=== Quellenauszug ===
Eine alte Holzkiste gefüllt mit Gold und Edelsteinen: So stellen wir uns gemeinhin einen versunkenen Schatz vor. Doch auf dem Grund des Bodensees liegen Schätze und Überraschungen ganz anderer Art. Dort schlummern unzählige Wracks von Schiffen und Flugzeugen und andere spektakuläre Funde, hinter denen sich spannende Geschichten verbergen.
Steinzeitliches Boot in Konstanz geborgen
Im Frühjahr 2021 wurde das älteste Wasserfahrzeug des Bodensees bei Konstanz geborgen. Es handelt sich um einen mehr als acht Meter langen Einbaum aus der Steinzeit. Archäologen datierten das Boot auf das 23. bis 24. Jahrhundert vor Christus und gehen davon aus, dass der Einbaum nicht gesunken, sondern einfach im Sand des Ufers liegen geblieben sein könnte.

Seit Juli 2021 ruht der Einbaum aus Lindenholz in einer besonderen Konservierungslösung aus Polyethylenglycol (PEG) in Ludwigsburg. Etwa drei Jahre wird es dauern, bis das Holz konserviert ist. Dann soll das Steinzeitboot im Konstanzer Archäologischen Landesmuseum ausgestellt werden.
Englische Telefonzelle und Fliegerbomben liegen im Bodensee
Taucher entdeckten 2021 zwischen Arbon und Romanshorn eine englische Telefonkabine in klassischem Rotton. Auch Fliegerbomben, Tresore, Motorboote, Fahrräder und Mofas sind schon aus dem Bodensee gefischt worden. Aber nicht alles, was am Grund gefunden wird, sorgt für Freude: Vermutlich rund 100 vermisste Tote liegen in den Tiefen des Bodensees – noch unentdeckt. Sie sind beispielsweise beim Baden verunglückt oder mit dem Boot gekentert – und buchstäblich nie wieder aufgetaucht.

Taucher des Kreuzlinger Tauchclubs erforschen regelmäßig die Tiefen des Bodensees. Spannend ist etwa der Unterwasserberg vor dem Überlinger Ufer. Bei Meersburg liegt ein altes Auto im See. Bei Tauchgängen sichteten die Mitglieder des Tauchclubs unter anderem Schuhe, Sonnenbrillen, Golfbälle, Küchenzubehör oder Handys.

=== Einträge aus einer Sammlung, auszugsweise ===
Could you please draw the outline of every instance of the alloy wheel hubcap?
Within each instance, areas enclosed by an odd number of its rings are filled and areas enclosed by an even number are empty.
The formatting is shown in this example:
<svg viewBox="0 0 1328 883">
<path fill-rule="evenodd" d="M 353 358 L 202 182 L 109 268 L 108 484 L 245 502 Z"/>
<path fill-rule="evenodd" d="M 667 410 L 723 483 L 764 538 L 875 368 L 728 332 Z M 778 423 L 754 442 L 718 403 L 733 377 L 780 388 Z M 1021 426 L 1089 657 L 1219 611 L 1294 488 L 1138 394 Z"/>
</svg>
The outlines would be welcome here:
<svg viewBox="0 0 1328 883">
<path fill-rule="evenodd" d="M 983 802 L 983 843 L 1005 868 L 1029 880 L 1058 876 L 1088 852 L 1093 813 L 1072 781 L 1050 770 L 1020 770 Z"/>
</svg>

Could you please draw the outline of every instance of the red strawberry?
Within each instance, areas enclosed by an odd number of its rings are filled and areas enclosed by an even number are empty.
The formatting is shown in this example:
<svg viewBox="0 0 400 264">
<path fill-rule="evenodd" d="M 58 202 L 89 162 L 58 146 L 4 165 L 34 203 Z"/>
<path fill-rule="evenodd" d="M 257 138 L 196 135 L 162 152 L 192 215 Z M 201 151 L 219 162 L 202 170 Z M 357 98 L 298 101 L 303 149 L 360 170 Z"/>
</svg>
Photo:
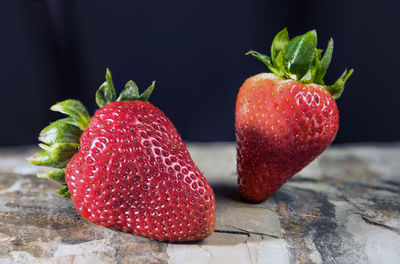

=== Aufgabenliste ===
a – Wähle jede Zeile der Einträge aus, in der die Zeichenfolge „instance“ vorkommt, und gib diese Zeilen wieder. Achte dabei auf Groß- und Kleinschreibung.
b – Führe den Text über die Funde im Bodensee im Anschluss an seinen letzten Satz fort.

=== Die Antworten ===
a –
Could you please draw the outline of every instance of the alloy wheel hubcap?
Within each instance, areas enclosed by an odd number of its rings are filled and areas enclosed by an even number are empty.
Could you please draw the outline of every instance of the red strawberry?
Within each instance, areas enclosed by an odd number of its rings are filled and areas enclosed by an even number are empty.

b –
Kleinflugzeug stürzt ab und versinkt 90 Meter in der Tiefe
Ein in der Schweiz lebender Deutscher stürzte im Februar 2021 mit seinem Kleinflugzeug in den Bodensee nahe des Flughafen St. Gallen-Altenrhein. Der Pilot überlebte den Absturz und wurde von einem Fischer aus dem Wasser gezogen. Das Flugzeug versank in 90 Metern Tiefe. Rund drei Monate später konnte das Wrack geborgen werden. Nicht alle Überreste von Flugzeugen, Schiffen oder Booten werden aus dem Bodensee gefischt. Ob versunkene Wracks geborgen werden können, hängt von verschiedenen Faktoren ab.

Die Jura geht 1864 nach einem Zusammenstoß mit der „Stadt Zürich“ unter
Sie gehört zu Europas berühmtesten Süßwasserwracks und ist für viele Taucher ein Sehnsuchtsort im Bodensee: die Jura. Der Schaufelraddampfer in Holzbauweise sank am 12. Februar 1864, nachdem das Kursschiff „Stadt Zürich“ ihn gerammt und den Rumpf aufgerissen hatte.

Das Wrack liegt im Bodensee in 40 Metern Tiefe etwa einen Kilometer vor Bottighofen (Schweiz) und wurde 1953 von dem Taucher Ludwig Hain gefunden. Erst 21 Jahre später erlangte das Wrack durch einen Bericht in einer bayrischen Zeitung mediale Aufmerksamkeit und wurde schnell zum begehrten Ziel bei Tauchern. Tauchvereine rund um den Bodensee bieten noch heute regelmäßig Touren zum versunkenen Schaufelraddampfer an.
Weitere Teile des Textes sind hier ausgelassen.